● **Task details**
Copy out all the data, word for word.
++++ Provided entries
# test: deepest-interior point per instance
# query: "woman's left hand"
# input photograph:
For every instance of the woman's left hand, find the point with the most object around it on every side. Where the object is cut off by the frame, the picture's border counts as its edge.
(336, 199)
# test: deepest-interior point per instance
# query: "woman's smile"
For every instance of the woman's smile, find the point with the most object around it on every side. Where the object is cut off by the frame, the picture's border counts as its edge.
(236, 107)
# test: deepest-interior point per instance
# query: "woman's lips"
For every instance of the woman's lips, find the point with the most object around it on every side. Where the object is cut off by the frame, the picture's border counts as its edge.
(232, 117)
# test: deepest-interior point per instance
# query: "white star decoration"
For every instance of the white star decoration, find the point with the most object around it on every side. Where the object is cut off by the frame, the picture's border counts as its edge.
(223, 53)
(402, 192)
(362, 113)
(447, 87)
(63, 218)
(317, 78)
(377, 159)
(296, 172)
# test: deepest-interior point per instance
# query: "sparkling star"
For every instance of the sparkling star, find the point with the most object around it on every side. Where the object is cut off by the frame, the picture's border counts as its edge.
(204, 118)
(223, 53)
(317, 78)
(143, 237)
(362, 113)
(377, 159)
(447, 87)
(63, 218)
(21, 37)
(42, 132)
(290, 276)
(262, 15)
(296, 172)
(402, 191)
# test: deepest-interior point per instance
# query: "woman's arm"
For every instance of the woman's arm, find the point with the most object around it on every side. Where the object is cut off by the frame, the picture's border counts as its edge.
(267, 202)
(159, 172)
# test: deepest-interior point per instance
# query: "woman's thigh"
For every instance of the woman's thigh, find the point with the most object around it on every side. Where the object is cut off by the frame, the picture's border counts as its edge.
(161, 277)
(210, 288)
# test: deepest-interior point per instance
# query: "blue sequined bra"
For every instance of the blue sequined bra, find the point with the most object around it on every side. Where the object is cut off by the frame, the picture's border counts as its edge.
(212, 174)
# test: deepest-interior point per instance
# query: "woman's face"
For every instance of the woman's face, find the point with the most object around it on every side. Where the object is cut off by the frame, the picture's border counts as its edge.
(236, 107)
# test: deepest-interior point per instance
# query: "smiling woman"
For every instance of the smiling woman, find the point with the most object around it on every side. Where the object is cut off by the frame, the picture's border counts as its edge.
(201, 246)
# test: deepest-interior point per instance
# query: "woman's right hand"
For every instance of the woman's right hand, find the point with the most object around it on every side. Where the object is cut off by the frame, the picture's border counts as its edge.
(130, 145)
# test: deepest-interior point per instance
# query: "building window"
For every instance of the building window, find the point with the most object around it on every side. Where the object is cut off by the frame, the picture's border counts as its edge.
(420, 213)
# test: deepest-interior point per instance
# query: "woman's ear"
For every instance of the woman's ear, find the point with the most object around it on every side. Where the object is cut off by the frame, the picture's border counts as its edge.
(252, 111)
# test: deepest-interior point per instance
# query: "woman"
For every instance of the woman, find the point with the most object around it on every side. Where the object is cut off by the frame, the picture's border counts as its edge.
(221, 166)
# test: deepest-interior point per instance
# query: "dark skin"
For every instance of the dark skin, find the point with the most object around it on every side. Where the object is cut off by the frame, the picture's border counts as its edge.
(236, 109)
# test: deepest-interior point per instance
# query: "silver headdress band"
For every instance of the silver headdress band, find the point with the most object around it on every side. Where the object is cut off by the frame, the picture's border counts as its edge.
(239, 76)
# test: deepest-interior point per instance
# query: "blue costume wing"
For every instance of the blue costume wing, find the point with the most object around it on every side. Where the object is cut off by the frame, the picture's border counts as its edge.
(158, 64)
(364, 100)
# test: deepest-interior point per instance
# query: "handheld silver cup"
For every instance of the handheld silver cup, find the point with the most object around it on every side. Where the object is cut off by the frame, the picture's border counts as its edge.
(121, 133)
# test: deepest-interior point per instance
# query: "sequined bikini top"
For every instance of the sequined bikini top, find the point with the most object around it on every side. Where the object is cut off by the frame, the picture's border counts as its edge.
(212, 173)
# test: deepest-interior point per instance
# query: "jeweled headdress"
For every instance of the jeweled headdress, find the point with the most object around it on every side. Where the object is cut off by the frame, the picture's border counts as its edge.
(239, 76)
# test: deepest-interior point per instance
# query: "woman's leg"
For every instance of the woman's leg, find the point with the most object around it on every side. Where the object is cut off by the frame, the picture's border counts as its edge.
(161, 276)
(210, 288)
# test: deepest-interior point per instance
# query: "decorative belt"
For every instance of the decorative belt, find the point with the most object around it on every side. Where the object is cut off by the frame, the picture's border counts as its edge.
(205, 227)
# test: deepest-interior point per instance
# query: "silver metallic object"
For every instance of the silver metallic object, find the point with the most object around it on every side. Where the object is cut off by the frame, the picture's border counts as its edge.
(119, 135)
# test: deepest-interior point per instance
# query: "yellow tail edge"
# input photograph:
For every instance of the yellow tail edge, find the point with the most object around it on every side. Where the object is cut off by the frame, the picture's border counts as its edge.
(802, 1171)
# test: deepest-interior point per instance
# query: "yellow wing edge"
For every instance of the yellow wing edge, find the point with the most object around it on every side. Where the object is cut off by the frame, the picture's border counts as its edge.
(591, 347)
++++++++
● **The response**
# test: deepest-interior point per instance
# query: "woman's left hand"
# input photograph:
For every instance of the woman's left hand, find the point with the most object around it on every side. Where the object is cut off by the frame, the picture's border counts as its edge.
(336, 199)
# test: deepest-interior point per instance
# query: "woman's smile"
For every instance of the woman's smile, find the point with the most object around it on every side. Where the object is cut off by the frame, the picture's border counts as its edge.
(236, 107)
# test: deepest-interior point per instance
# query: "woman's lips"
For every instance of the woman's lips, find the point with the most object around it on every side. Where the object is cut off by the frame, the picture's border counts as its edge.
(232, 117)
# test: deepest-interior point per instance
# query: "white star decoration"
For every instance of the white star decoration, find the point with the most object around it on every side. Where the object is cut off by the frame, the picture's border counts as its edge.
(223, 53)
(402, 192)
(362, 113)
(447, 87)
(63, 218)
(317, 78)
(377, 159)
(296, 172)
# test: deepest-interior point per instance
# query: "sparkling star"
For every instance of the sparkling star, find the point with the most object around it on every side. Where the object is cut off by the frame, the picture's border counts as its edge.
(204, 118)
(223, 53)
(317, 78)
(143, 237)
(362, 113)
(377, 159)
(447, 87)
(63, 218)
(21, 37)
(42, 132)
(290, 276)
(262, 15)
(296, 172)
(402, 191)
# test: deepest-interior point per instance
# query: "woman's arm"
For every instance of the woman's arm, find the point with the most object around it on every side. Where the object is cut off by the frame, the picture's border counts as its edge.
(267, 202)
(159, 172)
# test: deepest-interior point per instance
# query: "woman's thigh"
For every instance of the woman's thigh, find the point with the most object around it on every side. Where the object is cut off by the frame, the picture's border counts as its edge.
(161, 277)
(210, 288)
# test: deepest-interior point per instance
# query: "blue sequined bra"
For every instance of the blue sequined bra, find the point with the most object around it on every side. Where the object is cut off by the frame, the picture's border counts as its edge.
(212, 174)
# test: deepest-interior point per instance
# query: "woman's face"
For every instance of the woman's face, find the point with the most object around it on every side. Where the object is cut off by the frame, the picture's border counts as its edge.
(236, 107)
# test: deepest-interior point per instance
# query: "smiling woman"
For every instance of the smiling woman, find the point with the most object around it on every side. Where the object is cut off by the frame, the picture's border counts as its edge.
(201, 246)
# test: deepest-interior point per instance
# query: "woman's right hand"
For every instance of the woman's right hand, find the point with the most object around it on every side. Where the object is cut off by the frame, the picture's border counts as its edge.
(130, 145)
# test: deepest-interior point per instance
# query: "building window"
For every instance of the building window, find the point with the most object around it on every side. Where the object is cut off by the frame, the picture's border counts as its edge.
(420, 213)
# test: deepest-interior point per instance
# query: "woman's ear"
For every instance of the woman's ear, find the point with the most object around it on every side. Where the object is cut off by the frame, the picture's border counts as its edge.
(252, 111)
# test: deepest-interior point per instance
# query: "woman"
For every instance of the woman, find the point with the most object around it on every side. Where the object is cut off by the frame, the picture's border counts as its edge.
(221, 166)
# test: deepest-interior point per instance
# query: "dark skin"
For every instance of the dark skin, find the point with the most object around it on every side. Where the object is cut off by the frame, the picture's border counts as its edge.
(236, 109)
# test: deepest-interior point per instance
# query: "silver headdress band"
For every instance of the silver headdress band, find the point with the most object around it on every side. Where the object is cut off by the frame, the picture's border counts as its edge.
(239, 76)
# test: deepest-interior point per instance
# query: "blue costume wing"
For every instance of the blue costume wing, find the point with the most object around it on every side. Where the object is cut off by the frame, the picture's border counts as its edge.
(158, 64)
(364, 100)
# test: deepest-interior point per instance
# query: "handheld silver cup"
For every instance of the handheld silver cup, find the point with the most object around it on every side. Where the object is cut off by the frame, the picture's border counts as its edge.
(121, 133)
# test: deepest-interior point per instance
# query: "sequined bikini top"
For every instance of the sequined bikini top, find the point with the most object around it on every side. Where the object is cut off by the frame, the picture's border counts as its edge.
(212, 173)
# test: deepest-interior point per instance
# query: "jeweled headdress"
For every instance of the jeweled headdress, find the point with the most object around it on every side. Where the object is cut off by the frame, the picture's border counts as its edge.
(239, 76)
# test: deepest-interior point per instance
# query: "woman's leg"
For every instance of the woman's leg, find the point with the most object around it on every side. Where the object is cut off by the frame, the picture's border counts as its edge.
(161, 276)
(210, 288)
# test: deepest-interior point per instance
# query: "decorative belt"
For every instance of the decorative belt, find the point with the most object around it on every side. Where the object is cut off by the frame, the picture's border counts as its edge.
(205, 227)
# test: deepest-interior point per instance
# query: "silver metallic object"
For every instance of the silver metallic object, find the point with the most object around it on every side. Where the object is cut off by the frame, the picture's border counts as its edge.
(119, 135)
# test: deepest-interior point per instance
# query: "yellow tail edge"
# input photograph:
For every instance of the yellow tail edge, find the point with the most object around it on every side. Where the object is cut off by the frame, the picture's border counts as its edge.
(802, 1171)
# test: deepest-interior point per instance
# query: "yellow wing edge"
For every instance of the yellow wing edge, find the point with the most object around it on every side. Where the object is cut off by the frame, the picture's border counts as its edge.
(591, 347)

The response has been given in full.